WRITTEN TASK:
Find every line in the records below that contains the string "clicks", with matching upper and lower case, and copy each of those lines in full.

[[ EXTRACTED ENTRIES, beginning ]]

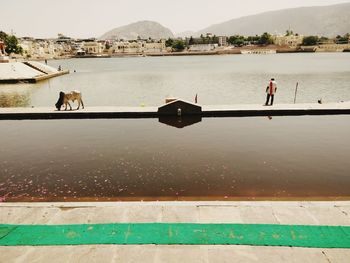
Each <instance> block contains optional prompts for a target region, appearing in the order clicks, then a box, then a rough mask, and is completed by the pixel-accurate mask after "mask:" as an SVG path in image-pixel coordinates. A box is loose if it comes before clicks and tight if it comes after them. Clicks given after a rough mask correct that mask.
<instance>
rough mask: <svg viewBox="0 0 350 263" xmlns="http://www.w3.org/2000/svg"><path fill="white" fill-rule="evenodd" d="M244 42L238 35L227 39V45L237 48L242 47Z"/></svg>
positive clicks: (243, 43)
mask: <svg viewBox="0 0 350 263" xmlns="http://www.w3.org/2000/svg"><path fill="white" fill-rule="evenodd" d="M244 41H245V38H244V36H240V35H234V36H230V37H229V39H228V43H230V44H231V45H234V46H238V47H240V46H243V44H244Z"/></svg>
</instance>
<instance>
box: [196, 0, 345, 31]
mask: <svg viewBox="0 0 350 263" xmlns="http://www.w3.org/2000/svg"><path fill="white" fill-rule="evenodd" d="M286 30H293V32H294V33H299V34H301V35H321V36H328V37H334V36H337V35H344V34H346V33H349V32H350V3H344V4H337V5H331V6H313V7H300V8H291V9H282V10H278V11H270V12H265V13H261V14H257V15H251V16H245V17H241V18H236V19H232V20H229V21H227V22H224V23H220V24H216V25H212V26H209V27H207V28H205V29H203V30H200V31H198V32H196V34H195V35H196V36H199V35H200V34H205V33H209V32H210V33H213V34H215V35H227V36H231V35H235V34H239V35H246V36H248V35H261V34H262V33H264V32H268V33H271V34H276V33H281V34H283V33H285V32H286Z"/></svg>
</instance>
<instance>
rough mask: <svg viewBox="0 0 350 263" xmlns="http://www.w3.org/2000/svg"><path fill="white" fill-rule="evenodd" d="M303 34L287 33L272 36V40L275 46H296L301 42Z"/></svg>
mask: <svg viewBox="0 0 350 263" xmlns="http://www.w3.org/2000/svg"><path fill="white" fill-rule="evenodd" d="M303 38H304V37H303V36H300V35H289V36H281V35H280V36H273V42H274V43H275V45H277V46H288V47H290V48H296V47H298V46H299V45H301V44H302V43H303Z"/></svg>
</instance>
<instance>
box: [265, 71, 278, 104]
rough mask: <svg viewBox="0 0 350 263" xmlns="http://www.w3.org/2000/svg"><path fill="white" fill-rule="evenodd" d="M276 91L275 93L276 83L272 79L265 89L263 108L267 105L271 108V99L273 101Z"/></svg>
mask: <svg viewBox="0 0 350 263" xmlns="http://www.w3.org/2000/svg"><path fill="white" fill-rule="evenodd" d="M276 91H277V83H276V81H275V79H274V78H272V79H271V80H270V83H269V85H268V86H267V87H266V93H267V97H266V102H265V106H268V105H270V106H272V105H273V99H274V96H275V93H276ZM270 98H271V103H270V104H269V101H270Z"/></svg>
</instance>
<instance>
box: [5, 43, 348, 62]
mask: <svg viewBox="0 0 350 263" xmlns="http://www.w3.org/2000/svg"><path fill="white" fill-rule="evenodd" d="M349 52H350V49H344V50H342V51H339V50H338V51H337V50H322V49H320V50H319V51H317V47H315V46H311V47H303V48H283V47H281V48H276V46H266V47H248V48H247V47H243V48H231V49H218V50H212V51H181V52H154V53H153V52H149V53H147V52H127V53H113V54H109V53H103V54H88V55H84V56H77V55H66V56H62V57H49V58H44V57H37V58H33V57H32V58H30V59H26V58H13V59H10V60H12V61H19V62H20V61H28V60H32V61H44V60H48V61H49V60H62V59H72V58H78V59H80V58H125V57H170V56H175V57H176V56H214V55H245V54H254V55H272V54H289V53H291V54H295V53H349Z"/></svg>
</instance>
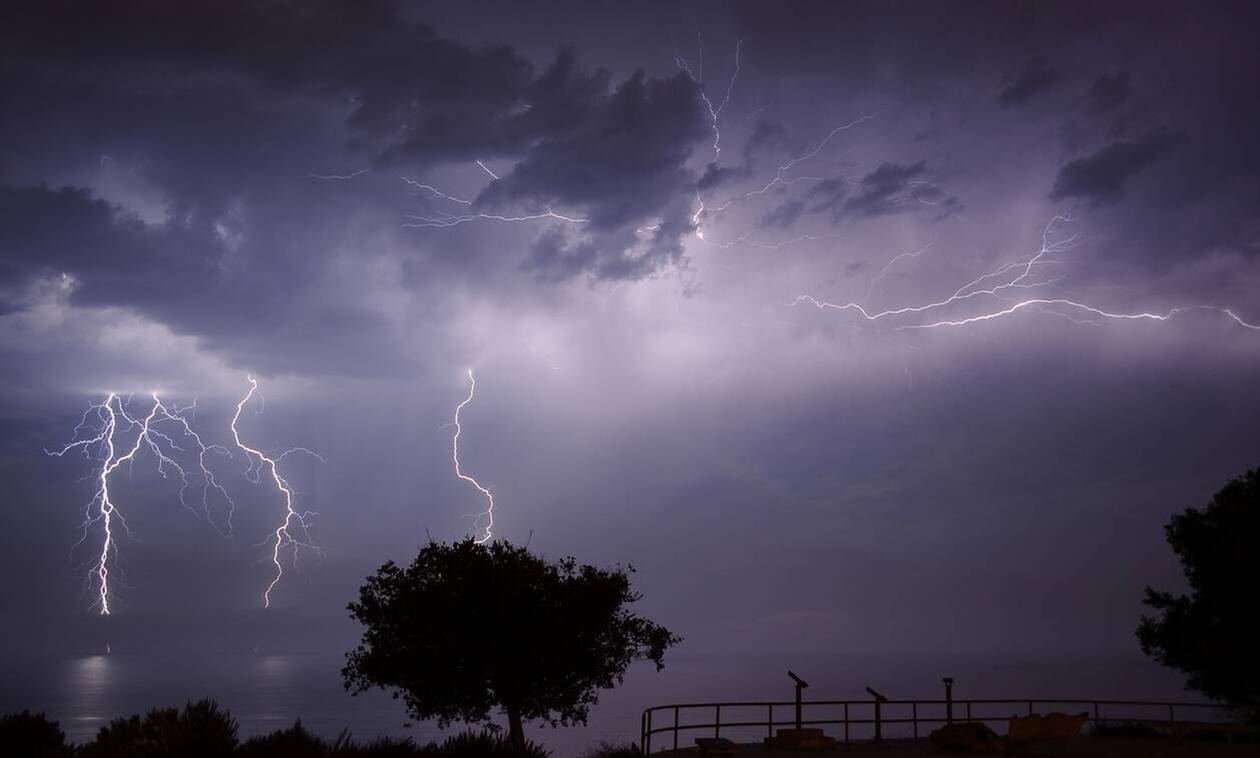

[[ EXTRACTED ENTRIES, end ]]

TASK OUTPUT:
Each <instance> block contains optional prompts for a target region, appearing in the order clicks, then a box, then a rough mask, and is completed by the pixel-accurate mask after "mask:" as an SVG path in image-pixel coordinates. A box is loose if it comes before clicks and tight if it comes after them. Clicks given after a rough mask correct that mask.
positive clicks: (243, 43)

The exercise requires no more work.